- _Kutipan Halaman_:
------------

“Permasalahannya dimana?,
Masyarakat itu butuh makan,” ucap Rachmad dan pihak KSOP Palembang, SKK Migas, dan Pertamina Hulu.
BACA JUGA:Kapolres Muratara Kembali Berikan Ultimatum Tegas Bagi Penyuling Minyak Ilegal yang Masih Beroperasi
Masyarakat yang mengambil minyak dari perut bumi (illegal drilling), sebenarnya kalau jualnya ke PT Petro Muba, minyaknya itu akan masuk ke PT Pertamina juga.
“Tapi ada disparitas harga yag cukup tinggi di sini. Pertamina beli dari Petro Muba, hanya 70 persen dari ICP (Indonesian Crude Price). Sekitar Rp4.250 per liter,” terangnya.
Sedangkan Petro Muba beli dari masyarakat yang ngebor minyak, 82 persen dari harga yang dibayarkan Pertamina.
“Jadi sekitar Rp3.050 per liter,” ulas Rachmad.
Sementara jika masyarakat pengebor jual ke tempat penyulingan ilegal (illegal refinery) per drum 200 liter seharga Rp1,2 juta.
“Jadi per liternya Rp6.000,” ungkapnya.
Dengan adanya selisih Rp2.950 liter dari harga beli Petro Muba, maka masyarakat pengebor lebih menjual minyaknya ke masyarakat penyulingan.
“Jadi jual ke tempat masakan,” katanya.
Rachmad menyebut sudah menyampaikan ke pimpinan SKK Migas, supaya ngobrol dengan Kementerian ESDM dan Pertamina.
“Harganya itu disesuaikan,” sarannya.
Ketika Polri melakukan penertiban terhadap masyarakat penyulingan minyak ilegal, maka masyarakat pengebor juga dapat harga yang lebih baik dari Petro Muba.

------------

- _Tujuan Latihan_: Daftarkan setiap harga beli minyak per liter yang disebutkan dalam kutipan berita di atas. Untuk tiap harga, sertakan pembeli dan penjualnya.

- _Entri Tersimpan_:
------------

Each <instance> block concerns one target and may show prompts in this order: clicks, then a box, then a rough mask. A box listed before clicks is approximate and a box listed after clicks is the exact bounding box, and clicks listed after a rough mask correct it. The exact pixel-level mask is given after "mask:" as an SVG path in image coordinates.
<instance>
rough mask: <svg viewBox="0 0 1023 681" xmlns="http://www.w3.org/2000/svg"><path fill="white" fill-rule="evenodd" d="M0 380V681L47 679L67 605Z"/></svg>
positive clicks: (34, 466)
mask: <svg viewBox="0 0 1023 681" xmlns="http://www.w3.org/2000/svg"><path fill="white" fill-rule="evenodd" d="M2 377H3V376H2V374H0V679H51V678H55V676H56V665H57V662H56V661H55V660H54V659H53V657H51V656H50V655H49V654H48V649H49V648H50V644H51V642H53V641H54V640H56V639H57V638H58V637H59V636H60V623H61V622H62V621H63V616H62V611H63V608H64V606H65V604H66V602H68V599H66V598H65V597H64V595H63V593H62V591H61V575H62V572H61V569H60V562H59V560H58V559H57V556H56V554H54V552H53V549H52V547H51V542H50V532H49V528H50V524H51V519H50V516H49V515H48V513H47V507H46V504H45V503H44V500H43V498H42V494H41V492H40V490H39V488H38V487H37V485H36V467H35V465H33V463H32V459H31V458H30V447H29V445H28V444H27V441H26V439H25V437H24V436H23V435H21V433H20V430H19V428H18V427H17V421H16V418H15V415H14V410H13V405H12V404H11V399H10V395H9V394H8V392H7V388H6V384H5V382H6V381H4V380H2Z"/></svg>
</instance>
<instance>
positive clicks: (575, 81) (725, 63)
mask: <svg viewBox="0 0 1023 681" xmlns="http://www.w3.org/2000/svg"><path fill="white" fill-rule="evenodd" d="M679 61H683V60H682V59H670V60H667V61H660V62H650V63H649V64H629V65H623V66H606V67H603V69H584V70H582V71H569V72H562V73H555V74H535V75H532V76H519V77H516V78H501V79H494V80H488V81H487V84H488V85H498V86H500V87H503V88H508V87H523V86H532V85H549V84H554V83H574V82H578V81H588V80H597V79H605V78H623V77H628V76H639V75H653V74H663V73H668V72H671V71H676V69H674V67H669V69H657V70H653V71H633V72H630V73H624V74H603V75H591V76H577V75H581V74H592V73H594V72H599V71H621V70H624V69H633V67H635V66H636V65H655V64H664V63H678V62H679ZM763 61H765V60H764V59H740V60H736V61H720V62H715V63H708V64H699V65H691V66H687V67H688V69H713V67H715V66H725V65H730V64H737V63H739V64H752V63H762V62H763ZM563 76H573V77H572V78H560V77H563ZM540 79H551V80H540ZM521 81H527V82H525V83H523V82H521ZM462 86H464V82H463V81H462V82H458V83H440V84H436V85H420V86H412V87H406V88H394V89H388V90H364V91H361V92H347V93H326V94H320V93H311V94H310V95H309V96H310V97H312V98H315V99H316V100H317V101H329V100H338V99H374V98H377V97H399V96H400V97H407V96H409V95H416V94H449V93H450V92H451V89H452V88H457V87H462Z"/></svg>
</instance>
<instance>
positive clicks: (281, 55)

------------

- _Pembahasan Tugas_:
- Rp4.250 per liter: Pertamina membeli dari Petro Muba.
- Rp3.050 per liter: Petro Muba membeli dari masyarakat pengebor.
- Rp6.000 per liter: tempat penyulingan ilegal membeli dari masyarakat pengebor.